*ОПИСАНИЕ ЗАДАНИЯ:* Согласуются ли с отрывком о советской философии три утверждения: 1. Книгу Юрия Пущаева выпустил ИНИОН в 2018 году. 2. Русские большевики-марксисты были идеалистами. 3. До знакомства с книгой Пущаева Межуев считал, что главные достижения консервативной волны связаны прежде всего с историографией русской дореволюционной мысли? Для каждого ответьте «да» или «нет» и приведите решающие слова отрывка в точной цитате.

*ОТРЫВОК СО СТРАНИЦЫ:*
------
Рубрики
Интервью

О советской философии на выходе из утопии: опыт консервативной критики

Советское общество, пожалуй, является единственным в мировой истории, где попытались воплотить в жизнь мечту Платона об идеальном государстве, о том, чтобы философы оказались у власти, где рациональная философия мыслилась мировоззренческой основой общества. Качество этой философии, у власти оказавшейся, вопрос отдельный, его сейчас затрагивать не будем. Тем не менее, парадоксальным образом, русских большевиков-марксистов можно рассматривать как бессознательных платоников, пусть сами они были материалистами и главную свою философскую задачу видели в бескомпромиссной борьбе с «линией Платона».

От Бориса Межуева. Книга Юрия Пущаева «Философия советского времени. М. Мамардашвили и Э. Ильенков (Энергии отталкивания и притяжения)», выпущенная в свет ИНИОН в 2018 году, произвела на меня сильнейшее впечатление. Откровенно говоря, до знакомства с этой книгой я исходил из несколько печальной для меня лично гипотезы, что наиболее крупные достижения консервативной волны в отечественной интеллектуальной жизни связаны в первую очередь с историографией русской дореволюционной мысли. Мы уже представляли на нашем ресурсе замечательные работы О.Л. Фетисенко, А.Э. Котова, М.В. Медоварова, нам, несомненно, еще придется обратить внимание на фундаментальное исследование А.П. Дмитриева, посвященное творчеству Никиты Гилярова-Платонова. Подобное тяготеет к подобному, и вполне логично, что интеллектуалы консервативных убеждений блестяще исследуют консервативную мысль прошлого. Книга Юрия Владимировича Пущаева прежде всего потрясает обозначившейся – по крайней мере для меня, впервые в современной отечественной историко-философской литературе – способностью консервативной мысли с такой любовью и с таким вниманием, но при этом с безусловной отстраненностью, обращаться к феноменам, идеологически ей заведомо чуждым, таковым как советский марксизм. Не впадая при этом ни в сусальную апологетику, ни в дежурный набор язвительных разоблачений и обличений.
------
*ПРИЛОЖЕННЫЕ ДАННЫЕ:*
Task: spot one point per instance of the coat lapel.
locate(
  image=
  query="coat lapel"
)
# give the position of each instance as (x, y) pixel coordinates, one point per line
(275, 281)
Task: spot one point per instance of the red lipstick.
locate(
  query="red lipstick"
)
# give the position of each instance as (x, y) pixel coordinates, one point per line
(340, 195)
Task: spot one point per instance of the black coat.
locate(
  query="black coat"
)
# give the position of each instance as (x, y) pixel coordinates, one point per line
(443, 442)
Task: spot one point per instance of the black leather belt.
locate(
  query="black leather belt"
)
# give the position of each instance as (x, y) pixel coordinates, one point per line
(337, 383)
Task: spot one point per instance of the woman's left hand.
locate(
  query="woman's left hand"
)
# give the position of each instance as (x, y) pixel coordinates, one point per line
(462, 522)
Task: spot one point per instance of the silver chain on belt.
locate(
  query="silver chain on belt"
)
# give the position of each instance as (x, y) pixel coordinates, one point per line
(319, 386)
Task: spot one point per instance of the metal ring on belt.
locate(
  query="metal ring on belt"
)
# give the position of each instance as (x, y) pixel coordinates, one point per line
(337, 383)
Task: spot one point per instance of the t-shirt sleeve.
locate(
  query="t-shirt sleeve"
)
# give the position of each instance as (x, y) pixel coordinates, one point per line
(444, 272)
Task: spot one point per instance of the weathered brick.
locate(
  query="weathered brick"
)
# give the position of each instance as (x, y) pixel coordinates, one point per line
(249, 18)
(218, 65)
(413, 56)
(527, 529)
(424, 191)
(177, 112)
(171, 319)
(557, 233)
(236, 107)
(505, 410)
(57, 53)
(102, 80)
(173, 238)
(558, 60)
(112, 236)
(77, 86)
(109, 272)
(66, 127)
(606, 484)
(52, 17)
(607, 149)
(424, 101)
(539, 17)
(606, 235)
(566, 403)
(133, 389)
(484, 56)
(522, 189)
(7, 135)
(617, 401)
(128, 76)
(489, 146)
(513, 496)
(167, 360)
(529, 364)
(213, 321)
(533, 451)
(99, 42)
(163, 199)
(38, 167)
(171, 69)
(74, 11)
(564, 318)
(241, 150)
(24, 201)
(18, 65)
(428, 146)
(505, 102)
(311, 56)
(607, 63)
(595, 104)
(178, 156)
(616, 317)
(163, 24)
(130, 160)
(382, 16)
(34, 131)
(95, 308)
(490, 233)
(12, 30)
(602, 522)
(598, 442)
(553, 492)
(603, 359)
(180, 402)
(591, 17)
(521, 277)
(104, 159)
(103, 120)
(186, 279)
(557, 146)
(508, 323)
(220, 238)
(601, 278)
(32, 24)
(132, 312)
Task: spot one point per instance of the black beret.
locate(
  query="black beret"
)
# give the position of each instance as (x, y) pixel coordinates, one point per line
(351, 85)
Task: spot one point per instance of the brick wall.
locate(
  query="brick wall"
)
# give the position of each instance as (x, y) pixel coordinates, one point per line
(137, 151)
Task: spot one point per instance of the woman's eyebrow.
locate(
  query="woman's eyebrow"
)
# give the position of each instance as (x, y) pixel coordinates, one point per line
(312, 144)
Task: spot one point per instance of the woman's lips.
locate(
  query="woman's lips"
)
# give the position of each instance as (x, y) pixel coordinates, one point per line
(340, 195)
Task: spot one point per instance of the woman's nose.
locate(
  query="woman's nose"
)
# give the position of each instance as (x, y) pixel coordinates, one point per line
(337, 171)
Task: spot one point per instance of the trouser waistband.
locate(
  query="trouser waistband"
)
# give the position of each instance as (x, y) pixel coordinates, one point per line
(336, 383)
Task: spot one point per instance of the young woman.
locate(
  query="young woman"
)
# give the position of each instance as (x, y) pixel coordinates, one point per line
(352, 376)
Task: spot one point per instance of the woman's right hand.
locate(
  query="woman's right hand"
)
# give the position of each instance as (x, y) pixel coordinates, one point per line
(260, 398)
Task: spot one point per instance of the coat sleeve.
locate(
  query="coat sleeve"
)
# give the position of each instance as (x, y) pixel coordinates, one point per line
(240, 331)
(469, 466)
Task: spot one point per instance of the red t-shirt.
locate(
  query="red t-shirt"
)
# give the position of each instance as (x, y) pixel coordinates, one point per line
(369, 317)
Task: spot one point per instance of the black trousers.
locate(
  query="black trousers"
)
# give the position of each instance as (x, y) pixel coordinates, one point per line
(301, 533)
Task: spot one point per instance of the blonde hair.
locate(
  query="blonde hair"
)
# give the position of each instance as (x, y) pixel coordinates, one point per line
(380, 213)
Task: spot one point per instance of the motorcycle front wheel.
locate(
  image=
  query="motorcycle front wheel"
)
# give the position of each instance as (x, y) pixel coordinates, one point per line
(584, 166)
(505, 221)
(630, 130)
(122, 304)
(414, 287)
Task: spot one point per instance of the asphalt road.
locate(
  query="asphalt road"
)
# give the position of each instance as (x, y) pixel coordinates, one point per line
------
*ВЫПОЛНЕННОЕ ЗАДАНИЕ:*
1. Да: «выпущенная в свет ИНИОН в 2018 году».
2. Нет: «пусть сами они были материалистами».
3. Да: «наиболее крупные достижения консервативной волны в отечественной интеллектуальной жизни связаны в первую очередь с историографией русской дореволюционной мысли».